# [DATA FOR THIS EXERCISE]
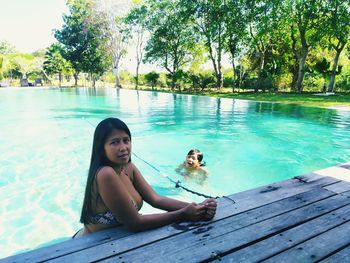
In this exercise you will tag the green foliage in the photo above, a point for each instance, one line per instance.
(172, 40)
(83, 39)
(54, 61)
(151, 78)
(6, 47)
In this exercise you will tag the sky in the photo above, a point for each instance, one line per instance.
(29, 24)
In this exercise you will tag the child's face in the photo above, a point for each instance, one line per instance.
(192, 161)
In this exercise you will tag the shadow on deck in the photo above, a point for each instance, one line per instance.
(304, 219)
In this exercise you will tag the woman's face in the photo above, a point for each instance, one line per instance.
(118, 147)
(192, 161)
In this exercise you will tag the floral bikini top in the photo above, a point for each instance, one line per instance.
(107, 218)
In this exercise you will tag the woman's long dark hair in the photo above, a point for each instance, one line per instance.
(99, 159)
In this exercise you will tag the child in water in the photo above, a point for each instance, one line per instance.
(192, 167)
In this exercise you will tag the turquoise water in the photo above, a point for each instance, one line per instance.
(46, 138)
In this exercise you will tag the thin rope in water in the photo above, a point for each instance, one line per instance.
(177, 183)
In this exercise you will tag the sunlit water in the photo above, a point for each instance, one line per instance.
(46, 139)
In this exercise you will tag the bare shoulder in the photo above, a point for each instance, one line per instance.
(106, 173)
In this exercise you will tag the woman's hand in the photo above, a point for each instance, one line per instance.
(210, 208)
(194, 212)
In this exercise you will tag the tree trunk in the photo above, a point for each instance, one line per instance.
(301, 69)
(75, 78)
(137, 76)
(334, 68)
(59, 79)
(262, 65)
(234, 75)
(117, 79)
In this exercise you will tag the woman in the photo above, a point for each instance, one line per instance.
(115, 188)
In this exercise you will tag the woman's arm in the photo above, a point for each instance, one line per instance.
(116, 198)
(151, 197)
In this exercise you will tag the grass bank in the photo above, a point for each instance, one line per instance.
(305, 99)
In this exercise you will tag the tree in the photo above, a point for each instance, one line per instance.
(303, 15)
(172, 39)
(152, 78)
(54, 61)
(264, 18)
(209, 19)
(6, 47)
(137, 19)
(336, 26)
(235, 22)
(83, 39)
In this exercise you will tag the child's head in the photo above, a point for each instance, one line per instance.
(194, 158)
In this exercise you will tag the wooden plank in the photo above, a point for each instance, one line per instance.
(339, 187)
(290, 238)
(243, 219)
(244, 202)
(69, 246)
(263, 195)
(318, 247)
(229, 234)
(341, 256)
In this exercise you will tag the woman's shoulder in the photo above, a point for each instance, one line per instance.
(105, 173)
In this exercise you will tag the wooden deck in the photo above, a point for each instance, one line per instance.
(304, 219)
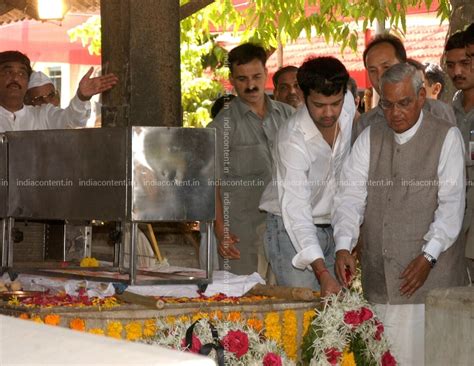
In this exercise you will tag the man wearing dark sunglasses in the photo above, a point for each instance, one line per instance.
(41, 90)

# [EXERCISE REQUIREMENTS]
Set down a word-for-word copy of the records, dropping any picture.

# [SOLUTION FOR THIS PROBLEM]
In this exercise you will tag the green foliage in the photo above, a point for each instance, one line per instance.
(172, 40)
(83, 39)
(54, 61)
(151, 78)
(6, 47)
In this exercise you will tag the sky in the photo above, a point for each instance, one line per instance.
(29, 24)
In this exercise you will tag the child's face in the photo above, a point for each instance, one line per instance.
(192, 161)
In this exercise you will tag the shadow on deck in the photo above, a point for each instance, one line per instance.
(304, 219)
In this exercise you will tag the woman's face in the photo above, a point for each instance, one line per instance.
(118, 147)
(192, 161)
In this exercise you will tag the floral bikini top in the photo above, a point for each instance, one line per instance.
(107, 218)
In this exercise you will tag the woman's long dark hair in the photo above, a point for each instance, one line per instance.
(99, 159)
In this exercise you will tag the child in water in the photo above, a point for each instance, one line per instance.
(192, 167)
In this exercise you will tag the turquoise water in the photo above, a point for each instance, one line per instance.
(46, 138)
In this exercise you will tag the thin rope in water in the photo above, a point for each instance, one line per instance.
(177, 183)
In this exercise you will tag the sunlit water in the photo above, a point for each instance, one line per instance.
(46, 139)
In this exercise you will tag the bare shoulder in the photo above, a point for each instance, one line per instance.
(106, 173)
In this exercise you will tag the woman's hand in the photo above, a point for each instance, one line per instance.
(210, 208)
(194, 212)
In this exercise you will tag the tree trunk in the photo above, a point for each instance, one line per instance.
(301, 69)
(75, 78)
(137, 76)
(334, 68)
(59, 79)
(262, 65)
(234, 75)
(117, 79)
In this exercise you will tag the woman in the photo above, a point for each instance, one line per instance.
(115, 188)
In this exercise you will tag the woman's arm in the photo above, a point for each instance, one line per instance.
(116, 198)
(151, 197)
In this exercise you will tag the grass bank in the photo above, a point for each instance, one line per instance.
(305, 99)
In this exercise you will tag the tree in the photo above, a point for each instance, one line per instance.
(303, 15)
(172, 39)
(152, 78)
(54, 61)
(264, 18)
(209, 19)
(6, 47)
(137, 19)
(336, 26)
(235, 22)
(83, 39)
In this exercise you will tag the child's head in the photo above, a point for each instance, one line per instance.
(194, 158)
In this exercise you will tag the wooden plank in the photo above, a point for each instance, one line per instance.
(339, 187)
(290, 238)
(243, 219)
(244, 202)
(69, 246)
(263, 195)
(318, 247)
(229, 234)
(341, 256)
In this exercise you will tag the woman's shoulder in the photo above, a point for each instance, one line per instance.
(105, 173)
In this exercise you will tag the wooden deck in the photo above, a point for each instance, one line per instance.
(304, 219)
In this exercise you will tag the man wearing dark sunglasses in the photo above, a point for each instance, one line per instance.
(41, 90)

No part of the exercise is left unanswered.